DOKUMENT:
:::
French-Open-Halbfinals:Schlacht der Schläger

2015 French Open - Day Thirteen

Stanislas Wawrinka kämpft sich ins Finale der French Open.

(Foto: Getty Images)
  • Stan Wawrinka setzt sich im Halbfinale der French Open gegen Jo-Wilfried Tsonga durch.
  • Damit hat der Schweizer zum zweiten Mal ein Finale bei einem der vier wichtigsten Turniere erreicht.
  • Djokovic und Murray liefern sich ein erbittertes Match, müssen ihre Partie aber im vierten Satz unterbrechen, als ein Sturm aufzieht.

Von Gerald Kleffmann, Paris

Thomas Muster, der frühere Profi aus Österreich, der vor 20 Jahren seinen lang ersehnten Titel bei den French Open errang, hatte schon recht mit seiner Analyse zum Wetter. In Paris tanzt das Klima gerne den Parisern auf der Nase herum, sagte er kürzlich, was dieses Tennisturnier zu einem besonderen mache. 2015 ist da keine Ausnahme.
:::
GESPEICHERTE DATEN:
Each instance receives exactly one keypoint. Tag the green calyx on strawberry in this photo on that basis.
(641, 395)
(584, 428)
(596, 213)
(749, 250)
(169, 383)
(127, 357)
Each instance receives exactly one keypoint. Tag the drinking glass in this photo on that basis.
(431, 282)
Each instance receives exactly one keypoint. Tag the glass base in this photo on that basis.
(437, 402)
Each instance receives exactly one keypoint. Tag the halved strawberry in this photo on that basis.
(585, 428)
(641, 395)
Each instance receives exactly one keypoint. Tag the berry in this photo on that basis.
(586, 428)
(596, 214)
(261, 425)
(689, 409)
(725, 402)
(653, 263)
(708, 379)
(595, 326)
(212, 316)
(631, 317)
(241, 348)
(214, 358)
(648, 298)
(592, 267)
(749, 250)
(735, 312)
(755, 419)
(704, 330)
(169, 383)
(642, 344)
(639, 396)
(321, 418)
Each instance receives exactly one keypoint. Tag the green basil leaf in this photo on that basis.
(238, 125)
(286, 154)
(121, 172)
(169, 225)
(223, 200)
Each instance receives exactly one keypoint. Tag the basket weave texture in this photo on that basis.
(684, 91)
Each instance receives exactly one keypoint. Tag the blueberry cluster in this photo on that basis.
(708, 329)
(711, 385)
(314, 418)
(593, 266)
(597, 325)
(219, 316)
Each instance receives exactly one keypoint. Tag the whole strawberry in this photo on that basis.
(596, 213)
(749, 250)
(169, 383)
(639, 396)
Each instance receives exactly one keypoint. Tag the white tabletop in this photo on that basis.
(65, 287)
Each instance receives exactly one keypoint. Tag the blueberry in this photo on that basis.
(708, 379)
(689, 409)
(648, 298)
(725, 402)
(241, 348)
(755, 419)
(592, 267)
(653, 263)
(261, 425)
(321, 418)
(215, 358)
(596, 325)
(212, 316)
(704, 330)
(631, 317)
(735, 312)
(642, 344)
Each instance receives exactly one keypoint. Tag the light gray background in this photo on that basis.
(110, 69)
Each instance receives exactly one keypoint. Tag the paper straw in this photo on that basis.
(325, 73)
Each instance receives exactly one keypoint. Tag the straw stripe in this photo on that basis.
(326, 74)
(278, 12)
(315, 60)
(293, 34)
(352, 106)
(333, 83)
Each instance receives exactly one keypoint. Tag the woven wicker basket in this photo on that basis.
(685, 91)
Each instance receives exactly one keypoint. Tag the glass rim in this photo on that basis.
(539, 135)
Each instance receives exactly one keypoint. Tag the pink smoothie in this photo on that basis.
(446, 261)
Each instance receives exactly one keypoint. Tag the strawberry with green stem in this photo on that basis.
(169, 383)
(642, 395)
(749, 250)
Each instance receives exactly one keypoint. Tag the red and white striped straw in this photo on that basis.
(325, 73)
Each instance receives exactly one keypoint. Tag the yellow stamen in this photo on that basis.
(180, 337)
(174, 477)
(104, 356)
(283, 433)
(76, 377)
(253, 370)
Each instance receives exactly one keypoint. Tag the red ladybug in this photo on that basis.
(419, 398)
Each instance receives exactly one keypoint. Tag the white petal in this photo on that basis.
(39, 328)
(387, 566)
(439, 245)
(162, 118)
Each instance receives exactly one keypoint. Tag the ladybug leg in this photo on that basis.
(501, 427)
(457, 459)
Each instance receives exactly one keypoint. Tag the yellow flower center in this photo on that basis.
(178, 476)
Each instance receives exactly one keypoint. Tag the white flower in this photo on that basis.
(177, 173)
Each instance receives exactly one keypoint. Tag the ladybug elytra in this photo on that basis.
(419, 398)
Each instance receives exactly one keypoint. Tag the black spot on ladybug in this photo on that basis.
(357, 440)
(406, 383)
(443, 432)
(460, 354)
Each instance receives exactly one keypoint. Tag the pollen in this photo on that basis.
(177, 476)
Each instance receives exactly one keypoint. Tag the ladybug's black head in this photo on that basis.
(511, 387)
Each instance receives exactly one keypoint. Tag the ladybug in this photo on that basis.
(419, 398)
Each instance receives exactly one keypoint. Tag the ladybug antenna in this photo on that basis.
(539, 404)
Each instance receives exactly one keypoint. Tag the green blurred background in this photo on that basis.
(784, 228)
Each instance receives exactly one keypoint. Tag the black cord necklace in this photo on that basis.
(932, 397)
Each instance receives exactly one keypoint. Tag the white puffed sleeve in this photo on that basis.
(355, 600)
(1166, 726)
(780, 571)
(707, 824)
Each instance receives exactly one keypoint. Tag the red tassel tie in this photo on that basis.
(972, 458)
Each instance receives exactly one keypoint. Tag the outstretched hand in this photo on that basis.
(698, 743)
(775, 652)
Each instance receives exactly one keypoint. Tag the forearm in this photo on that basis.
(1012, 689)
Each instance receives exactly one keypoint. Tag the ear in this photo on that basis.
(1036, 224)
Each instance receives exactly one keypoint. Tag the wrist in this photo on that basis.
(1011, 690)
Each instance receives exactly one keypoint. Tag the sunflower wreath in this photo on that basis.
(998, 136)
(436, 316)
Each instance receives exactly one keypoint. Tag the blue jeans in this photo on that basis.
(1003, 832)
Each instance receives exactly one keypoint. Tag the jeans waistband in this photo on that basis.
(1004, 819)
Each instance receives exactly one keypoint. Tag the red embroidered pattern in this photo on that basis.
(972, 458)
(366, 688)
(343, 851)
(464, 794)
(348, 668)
:::
ZU ERLEDIGENDE AUFGABEN:
(a) Schreiben Sie aus dem Artikel über die French-Open-Halbfinals den Abschnitt ab, der mit "French-Open-Halbfinals:Schlacht der Schläger" beginnt und bis "ist da keine Ausnahme." reicht.
(b) Beantworten Sie anhand des Artikels über die French-Open-Halbfinals diese Fragen:
(i) Gegen wen setzt sich Stan Wawrinka im Halbfinale durch?
(ii) In welchem Satz müssen Djokovic und Murray ihre Partie unterbrechen?
(iii) Vor wie vielen Jahren gewann Thomas Muster seinen Titel bei den French Open?

LÖSUNGEN JE AUFGABE:
(a)
French-Open-Halbfinals:Schlacht der Schläger

2015 French Open - Day Thirteen

Stanislas Wawrinka kämpft sich ins Finale der French Open.

(Foto: Getty Images)
  • Stan Wawrinka setzt sich im Halbfinale der French Open gegen Jo-Wilfried Tsonga durch.
  • Damit hat der Schweizer zum zweiten Mal ein Finale bei einem der vier wichtigsten Turniere erreicht.
  • Djokovic und Murray liefern sich ein erbittertes Match, müssen ihre Partie aber im vierten Satz unterbrechen, als ein Sturm aufzieht.

Von Gerald Kleffmann, Paris

Thomas Muster, der frühere Profi aus Österreich, der vor 20 Jahren seinen lang ersehnten Titel bei den French Open errang, hatte schon recht mit seiner Analyse zum Wetter. In Paris tanzt das Klima gerne den Parisern auf der Nase herum, sagte er kürzlich, was dieses Tennisturnier zu einem besonderen mache. 2015 ist da keine Ausnahme.

(b)
(i) Gegen Jo-Wilfried Tsonga.
(ii) Im vierten Satz.
(iii) Vor 20 Jahren.